What is being asked: Format every line of the records below as a numbered list, skipping any blank lines and leaving the pictures out.
— Begin —
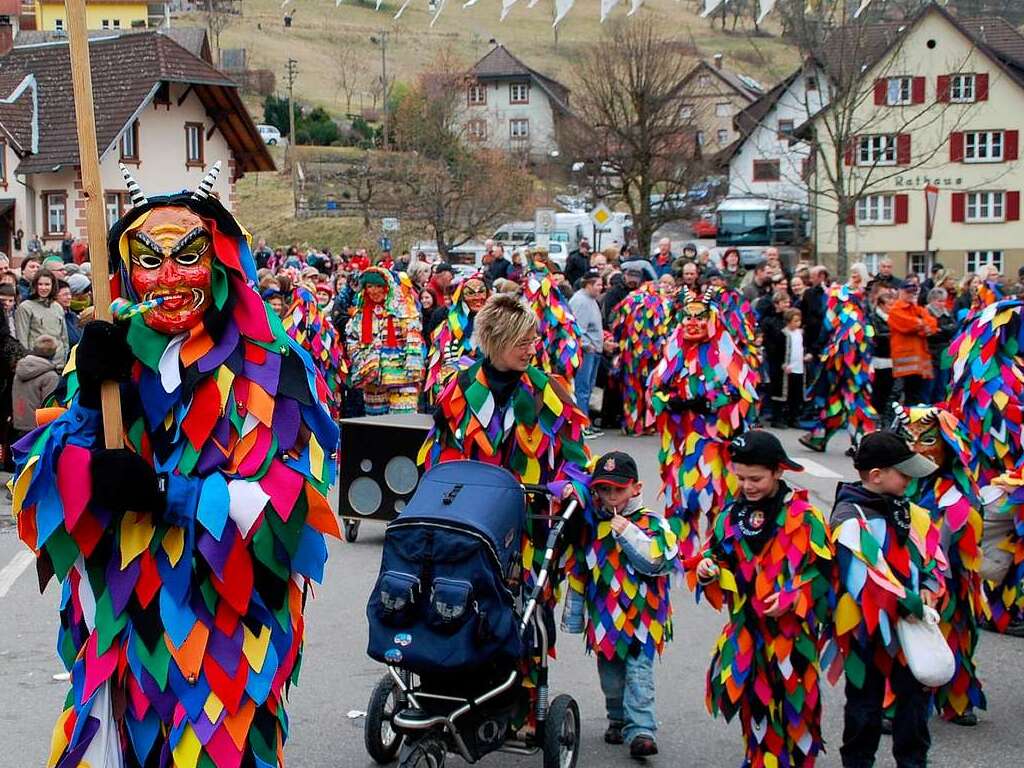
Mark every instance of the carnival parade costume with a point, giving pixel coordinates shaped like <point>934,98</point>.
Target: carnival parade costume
<point>953,500</point>
<point>184,558</point>
<point>452,344</point>
<point>384,342</point>
<point>560,349</point>
<point>845,376</point>
<point>986,396</point>
<point>306,322</point>
<point>704,393</point>
<point>639,328</point>
<point>765,669</point>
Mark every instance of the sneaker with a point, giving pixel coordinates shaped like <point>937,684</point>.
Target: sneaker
<point>613,733</point>
<point>643,747</point>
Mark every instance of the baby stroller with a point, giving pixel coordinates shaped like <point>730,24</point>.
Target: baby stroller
<point>451,619</point>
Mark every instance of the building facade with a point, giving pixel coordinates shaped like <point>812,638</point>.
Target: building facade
<point>941,113</point>
<point>513,108</point>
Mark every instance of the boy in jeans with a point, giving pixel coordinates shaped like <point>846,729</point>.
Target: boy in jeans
<point>890,565</point>
<point>619,594</point>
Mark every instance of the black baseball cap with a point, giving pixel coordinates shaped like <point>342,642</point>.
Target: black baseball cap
<point>761,449</point>
<point>614,468</point>
<point>883,450</point>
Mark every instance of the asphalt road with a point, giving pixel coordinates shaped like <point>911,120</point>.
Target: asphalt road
<point>337,677</point>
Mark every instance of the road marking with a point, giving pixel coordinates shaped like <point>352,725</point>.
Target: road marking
<point>818,470</point>
<point>13,569</point>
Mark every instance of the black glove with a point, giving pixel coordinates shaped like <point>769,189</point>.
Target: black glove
<point>102,354</point>
<point>124,481</point>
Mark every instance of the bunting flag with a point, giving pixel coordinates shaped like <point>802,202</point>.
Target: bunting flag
<point>845,377</point>
<point>765,670</point>
<point>192,623</point>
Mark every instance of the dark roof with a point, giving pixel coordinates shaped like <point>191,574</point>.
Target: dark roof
<point>127,70</point>
<point>501,65</point>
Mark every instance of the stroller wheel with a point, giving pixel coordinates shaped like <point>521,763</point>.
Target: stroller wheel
<point>428,752</point>
<point>561,733</point>
<point>351,530</point>
<point>381,739</point>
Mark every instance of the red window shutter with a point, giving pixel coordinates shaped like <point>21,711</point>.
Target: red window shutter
<point>1011,139</point>
<point>881,88</point>
<point>981,87</point>
<point>902,209</point>
<point>903,148</point>
<point>918,90</point>
<point>960,207</point>
<point>956,146</point>
<point>1013,206</point>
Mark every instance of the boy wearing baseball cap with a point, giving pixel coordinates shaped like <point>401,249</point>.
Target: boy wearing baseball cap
<point>768,561</point>
<point>619,595</point>
<point>890,565</point>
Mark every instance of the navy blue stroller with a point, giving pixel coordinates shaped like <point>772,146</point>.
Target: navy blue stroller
<point>451,619</point>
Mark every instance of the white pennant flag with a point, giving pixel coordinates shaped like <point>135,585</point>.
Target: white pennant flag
<point>507,7</point>
<point>561,8</point>
<point>711,6</point>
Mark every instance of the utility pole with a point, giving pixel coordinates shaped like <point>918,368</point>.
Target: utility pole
<point>292,74</point>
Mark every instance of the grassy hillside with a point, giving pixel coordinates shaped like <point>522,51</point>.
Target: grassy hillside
<point>321,29</point>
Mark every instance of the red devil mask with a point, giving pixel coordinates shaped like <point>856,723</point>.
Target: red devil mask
<point>171,254</point>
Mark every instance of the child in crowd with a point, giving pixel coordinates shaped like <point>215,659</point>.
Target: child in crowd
<point>769,561</point>
<point>619,594</point>
<point>890,565</point>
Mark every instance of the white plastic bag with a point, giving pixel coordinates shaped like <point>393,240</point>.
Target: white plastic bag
<point>928,653</point>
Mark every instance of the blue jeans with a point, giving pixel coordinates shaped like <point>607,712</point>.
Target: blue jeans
<point>629,694</point>
<point>586,376</point>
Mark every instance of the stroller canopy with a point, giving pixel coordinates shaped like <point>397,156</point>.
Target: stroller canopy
<point>477,497</point>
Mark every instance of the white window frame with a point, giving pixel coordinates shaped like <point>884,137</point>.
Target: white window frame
<point>984,146</point>
<point>963,89</point>
<point>878,148</point>
<point>877,210</point>
<point>975,260</point>
<point>515,134</point>
<point>899,90</point>
<point>985,207</point>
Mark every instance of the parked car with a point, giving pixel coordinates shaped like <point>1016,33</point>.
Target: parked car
<point>269,134</point>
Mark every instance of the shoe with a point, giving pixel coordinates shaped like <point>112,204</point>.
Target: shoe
<point>969,719</point>
<point>808,442</point>
<point>613,733</point>
<point>643,747</point>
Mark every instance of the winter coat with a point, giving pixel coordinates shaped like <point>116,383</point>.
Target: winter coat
<point>35,378</point>
<point>34,318</point>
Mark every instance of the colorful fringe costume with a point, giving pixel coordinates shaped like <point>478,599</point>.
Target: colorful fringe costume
<point>765,669</point>
<point>952,499</point>
<point>306,322</point>
<point>986,396</point>
<point>560,349</point>
<point>181,631</point>
<point>452,345</point>
<point>846,368</point>
<point>702,394</point>
<point>639,328</point>
<point>384,342</point>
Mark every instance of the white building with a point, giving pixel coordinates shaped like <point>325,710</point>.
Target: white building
<point>162,111</point>
<point>766,161</point>
<point>512,108</point>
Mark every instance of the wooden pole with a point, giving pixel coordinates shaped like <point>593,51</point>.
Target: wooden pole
<point>92,188</point>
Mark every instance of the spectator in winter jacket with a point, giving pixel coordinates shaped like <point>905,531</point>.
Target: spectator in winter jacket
<point>35,377</point>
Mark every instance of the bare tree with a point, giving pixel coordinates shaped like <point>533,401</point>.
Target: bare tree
<point>632,126</point>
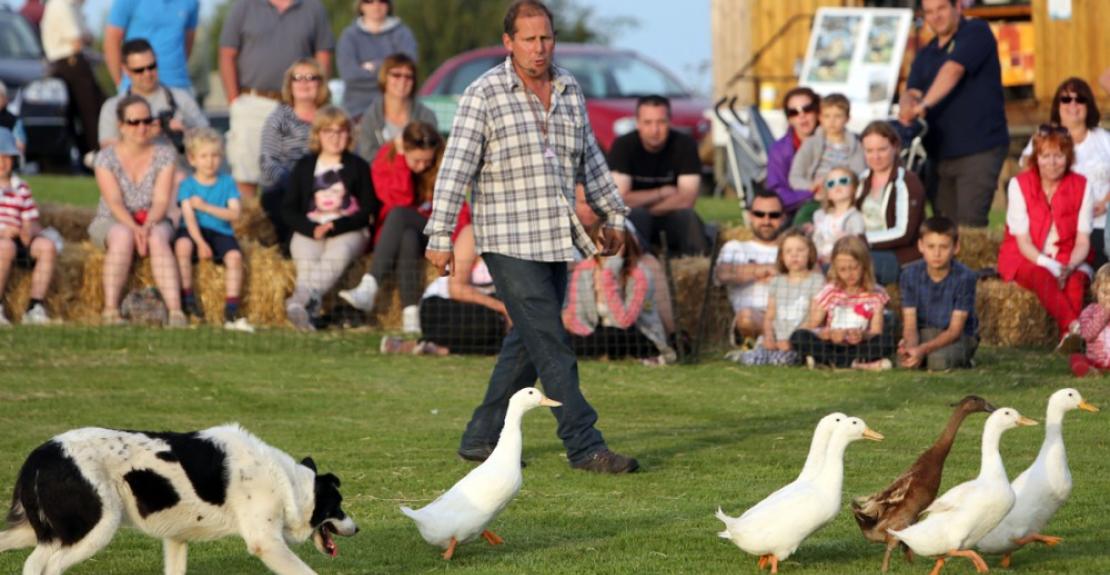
— End —
The answer:
1. Mark every instance of the carnival parade costume with a point, giving pixel coordinates shaped like <point>934,98</point>.
2. Target: carnival parade costume
3. <point>953,500</point>
4. <point>184,558</point>
5. <point>452,344</point>
6. <point>384,342</point>
7. <point>560,349</point>
8. <point>845,376</point>
9. <point>986,396</point>
10. <point>306,322</point>
11. <point>704,393</point>
12. <point>639,328</point>
13. <point>765,669</point>
14. Mark every instance of the sneaker with a point, giving pixel coordinates shaped like <point>937,684</point>.
15. Target: sneaker
16. <point>613,733</point>
17. <point>643,747</point>
18. Mark every instance of the baby stroller with a point, giving pixel coordinates shaped like <point>730,24</point>.
19. Target: baby stroller
20. <point>451,619</point>
21. Mark every instance of the building facade with a point, giving pixel coordinates shaped like <point>812,638</point>.
22. Target: building facade
23. <point>941,113</point>
24. <point>513,108</point>
25. Mark every instance of the boy in jeans with a point, giving pixel coordinates shaped like <point>846,729</point>.
26. Target: boy in jeans
27. <point>890,565</point>
28. <point>619,594</point>
29. Mark every instance of the black baseball cap with a point, giving pixel coordinates shaped like <point>342,642</point>.
30. Target: black baseball cap
31. <point>761,449</point>
32. <point>614,468</point>
33. <point>883,450</point>
34. Mark every instance of the asphalt road with a point, giving pixel coordinates shaped like <point>911,120</point>.
35. Target: asphalt road
36. <point>337,677</point>
37. Mark every instance of the road marking with a point, giving pixel coordinates shaped like <point>352,725</point>.
38. Target: road marking
39. <point>818,470</point>
40. <point>13,569</point>
41. Mark every instance of the black glove with a point, giving pixel coordinates shaped like <point>769,189</point>.
42. Target: black glove
43. <point>102,354</point>
44. <point>124,481</point>
45. Mark every instance of the bunting flag with a point, giving pixel coordinates shaped like <point>802,202</point>.
46. Target: bunting flag
47. <point>845,377</point>
48. <point>765,670</point>
49. <point>192,623</point>
50. Mark every instance of the dark roof with a point, giving pixel coordinates shaped like <point>191,574</point>.
51. Target: dark roof
52. <point>127,70</point>
53. <point>501,65</point>
54. Mark every instance of the stroller wheel with a point, giving pixel coordinates shaped like <point>521,763</point>.
55. Target: stroller wheel
56. <point>428,752</point>
57. <point>561,733</point>
58. <point>351,530</point>
59. <point>381,739</point>
60. Mark every instance of the red window shutter with a point, giving pixel coordinates shaped like <point>21,711</point>.
61. Target: red window shutter
62. <point>1011,139</point>
63. <point>881,88</point>
64. <point>981,87</point>
65. <point>902,209</point>
66. <point>903,148</point>
67. <point>918,90</point>
68. <point>960,207</point>
69. <point>956,146</point>
70. <point>1013,206</point>
71. Mark every instance of the boy wearing baseball cap with a point, giving pixel coordinates shaped like <point>401,249</point>.
72. Target: boy wearing baseball cap
73. <point>768,561</point>
74. <point>619,595</point>
75. <point>890,565</point>
76. Mark every instance of the navy blue stroller with a point, giving pixel coordinates shaped like <point>772,146</point>.
77. Target: navy blue stroller
78. <point>451,619</point>
79. Mark every instance of the white pennant flag with a point, giving pixel coordinates shaped like <point>135,585</point>.
80. Target: white pennant flag
81. <point>507,7</point>
82. <point>561,8</point>
83. <point>711,6</point>
84. Mark every instance of the utility pole with a point, giving pixel coordinates shaped like <point>918,368</point>.
85. Target: utility pole
86. <point>292,74</point>
87. Mark every instance of the grassy hillside with a point, giving pixel coordinates shaped like <point>522,51</point>.
88. Target: grassy hillside
89. <point>321,29</point>
90. Mark every instance of the red devil mask with a point, giving pixel coordinates shaped like <point>856,723</point>.
91. Target: red devil mask
92. <point>171,254</point>
93. Mark every instance of the child in crowd with a point, giving pixel coordinates shaped like <point>215,659</point>.
94. Target: child in crowd
95. <point>769,561</point>
96. <point>619,594</point>
97. <point>890,565</point>
98. Mark every instance of the white plastic bag with a point, giving pixel coordinates shaped like <point>393,240</point>.
99. Target: white plastic bag
100. <point>928,653</point>
101. Mark every instance of the blue jeans with a point, giving pixel coordinates shaped like <point>607,712</point>.
102. Target: blue jeans
103. <point>629,694</point>
104. <point>586,376</point>
105. Mark every instance of the stroller canopy with a point, giving pixel coordinates shaped like <point>397,156</point>.
106. Target: stroller canopy
107. <point>477,497</point>
108. Mark every instance of the white window frame with a point, giving pixel coordinates shaped like <point>884,137</point>.
109. Target: white window frame
110. <point>984,146</point>
111. <point>963,89</point>
112. <point>878,148</point>
113. <point>877,210</point>
114. <point>975,260</point>
115. <point>515,134</point>
116. <point>899,90</point>
117. <point>985,207</point>
118. Mark every instance of the parked car with a point, giving pixel coordinates shaped like <point>1016,33</point>.
119. Target: parked car
120. <point>269,134</point>
121. Mark every instance of the shoe with a point, giving pixel coordinates shaped like <point>112,204</point>.
122. Target: shoe
123. <point>969,719</point>
124. <point>808,442</point>
125. <point>613,733</point>
126. <point>643,747</point>
127. Mark every instance of the winter coat with a point, giving pixel coordinates shaped like <point>116,383</point>.
128. Target: winter coat
129. <point>35,378</point>
130. <point>34,318</point>
131. Mark every instance of the colorful fringe costume with a point, giving pixel coordinates shaped like <point>478,599</point>.
132. Target: colorful fringe costume
133. <point>765,669</point>
134. <point>952,499</point>
135. <point>306,322</point>
136. <point>986,396</point>
137. <point>560,349</point>
138. <point>181,631</point>
139. <point>452,345</point>
140. <point>846,368</point>
141. <point>702,394</point>
142. <point>639,328</point>
143. <point>384,342</point>
144. Mark every instance of the white building with a point, giving pixel coordinates shaped like <point>325,710</point>.
145. Target: white building
146. <point>162,111</point>
147. <point>766,161</point>
148. <point>512,108</point>
149. Mark every instance of the wooden pole with a point, giving pixel coordinates shaped like <point>593,51</point>.
150. Target: wooden pole
151. <point>92,188</point>
152. Mark every instance of the spectator in winter jacket with a point, giving pixel coordinates shaped like <point>905,531</point>.
153. Target: spectator in winter jacket
154. <point>35,377</point>
155. Mark every instance of the bare tree with a point, giving pixel coordinates shaped like <point>533,401</point>.
156. Target: bare tree
157. <point>632,126</point>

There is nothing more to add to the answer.